_Task set_:
1. Copy the passage of the U.S. auto sales article from "- That would" up to and including "million vehicles annually.", word for word.
2. Pick up the article on U.S. auto sales after its last sentence and keep writing it.

_Text block_:

BEGIN

“The U.S. auto industry is expected to report its lowest yearly sales in nearly a decade Tuesday,” WSJ writes.
Why It Matters: It’s a clear result of the Covid-19 pandemic, which “upended a record run for the American Auto sector.” But a big bounce-back in the second half of 2020 gave signs of hope that levels could return on the other side of the global health crisis.
- Research analysts expect U.S. vehicle sales to total between 14.4 million and 14.6 million in 2020.
- That would be a 15% decline from a year earlier and the lowest level since 2012.
- The latest numbers broke a five-year streak where sales exceeded 17 million vehicles annually.
It could be changing already. With record-low interest rates and new federal stimulus, dealers and executives are “optimistic the fallout from the pandemic will spur new-car demand as some consumers opt for personal-vehicle ownership over public transit or shared rides.”
- A few obstacles, such as the unknown length of the pandemic, shortage of dealer stocks and supply-chain hiccups, remain.
- The result for 2020 is a rough but better-than-expected year. Some 2020 predictions had put the total vehicles mark below 13 million.

END

_Saved data entries_:
BEGIN

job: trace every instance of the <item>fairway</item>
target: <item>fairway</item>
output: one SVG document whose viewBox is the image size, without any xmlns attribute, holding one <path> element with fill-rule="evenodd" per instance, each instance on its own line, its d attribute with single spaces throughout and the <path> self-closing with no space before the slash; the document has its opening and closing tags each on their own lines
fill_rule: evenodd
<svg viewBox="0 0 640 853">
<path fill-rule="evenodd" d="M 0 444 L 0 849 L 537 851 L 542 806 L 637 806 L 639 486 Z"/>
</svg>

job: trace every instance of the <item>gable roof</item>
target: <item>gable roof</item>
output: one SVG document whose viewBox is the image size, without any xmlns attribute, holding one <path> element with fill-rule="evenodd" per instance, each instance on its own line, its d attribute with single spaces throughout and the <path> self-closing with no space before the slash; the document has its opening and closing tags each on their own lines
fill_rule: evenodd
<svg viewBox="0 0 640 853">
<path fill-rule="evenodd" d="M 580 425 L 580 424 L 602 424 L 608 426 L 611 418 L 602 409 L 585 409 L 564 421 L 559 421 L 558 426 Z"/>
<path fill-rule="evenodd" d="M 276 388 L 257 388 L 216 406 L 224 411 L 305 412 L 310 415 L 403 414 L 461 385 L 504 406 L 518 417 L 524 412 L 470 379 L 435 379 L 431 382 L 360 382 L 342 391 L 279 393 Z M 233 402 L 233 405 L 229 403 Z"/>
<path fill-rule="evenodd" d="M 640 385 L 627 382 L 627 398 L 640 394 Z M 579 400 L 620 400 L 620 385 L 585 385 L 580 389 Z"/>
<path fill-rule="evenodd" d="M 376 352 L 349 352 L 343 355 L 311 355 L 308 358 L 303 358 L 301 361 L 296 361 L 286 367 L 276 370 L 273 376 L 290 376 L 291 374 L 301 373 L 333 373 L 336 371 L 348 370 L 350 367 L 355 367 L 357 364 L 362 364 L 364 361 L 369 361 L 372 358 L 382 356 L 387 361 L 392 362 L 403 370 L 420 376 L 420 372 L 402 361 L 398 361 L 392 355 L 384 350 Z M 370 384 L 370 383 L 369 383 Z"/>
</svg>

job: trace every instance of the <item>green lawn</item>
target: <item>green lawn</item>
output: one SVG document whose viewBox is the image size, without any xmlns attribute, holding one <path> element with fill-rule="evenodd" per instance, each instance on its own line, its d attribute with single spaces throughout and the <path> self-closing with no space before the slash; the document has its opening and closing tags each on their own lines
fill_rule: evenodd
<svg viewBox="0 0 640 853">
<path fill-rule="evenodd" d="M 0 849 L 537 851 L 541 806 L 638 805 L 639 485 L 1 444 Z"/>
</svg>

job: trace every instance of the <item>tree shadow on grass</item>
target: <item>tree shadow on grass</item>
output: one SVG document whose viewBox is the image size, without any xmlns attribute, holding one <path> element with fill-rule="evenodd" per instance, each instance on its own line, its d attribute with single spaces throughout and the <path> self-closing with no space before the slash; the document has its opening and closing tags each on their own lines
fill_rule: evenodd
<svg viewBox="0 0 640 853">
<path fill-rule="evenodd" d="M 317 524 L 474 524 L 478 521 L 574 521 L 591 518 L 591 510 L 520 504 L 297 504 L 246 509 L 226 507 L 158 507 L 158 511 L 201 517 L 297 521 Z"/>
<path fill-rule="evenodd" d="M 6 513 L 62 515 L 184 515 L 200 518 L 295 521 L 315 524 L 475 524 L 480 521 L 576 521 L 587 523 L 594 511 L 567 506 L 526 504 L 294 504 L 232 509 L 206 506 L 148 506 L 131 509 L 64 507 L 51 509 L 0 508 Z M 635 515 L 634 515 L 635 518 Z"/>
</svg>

END

_Task-by-task outputs_:
1.
- That would be a 15% decline from a year earlier and the lowest level since 2012.
- The latest numbers broke a five-year streak where sales exceeded 17 million vehicles annually.

2.
The Outlook: IHS Markit recently said new-car demand should remain healthy, but pandemic-related supply-chain snags could slow production. With tight inventories still at play, IHS anticipates U.S. vehicle sales of roughly 16 million, a 10% increase.
I imagine automobile sales will recover once the world returns to normalcy. Although there are some that believe that work commutes will remain permanently lower with the advent of a new work-remote culture.
I believe that commutes may be reduced permanently, but I am not convinced that 30%+ of white collar workers will be working remotely into perpetuity. Needless to say, I am not particularly bullish on the legacy auto industry.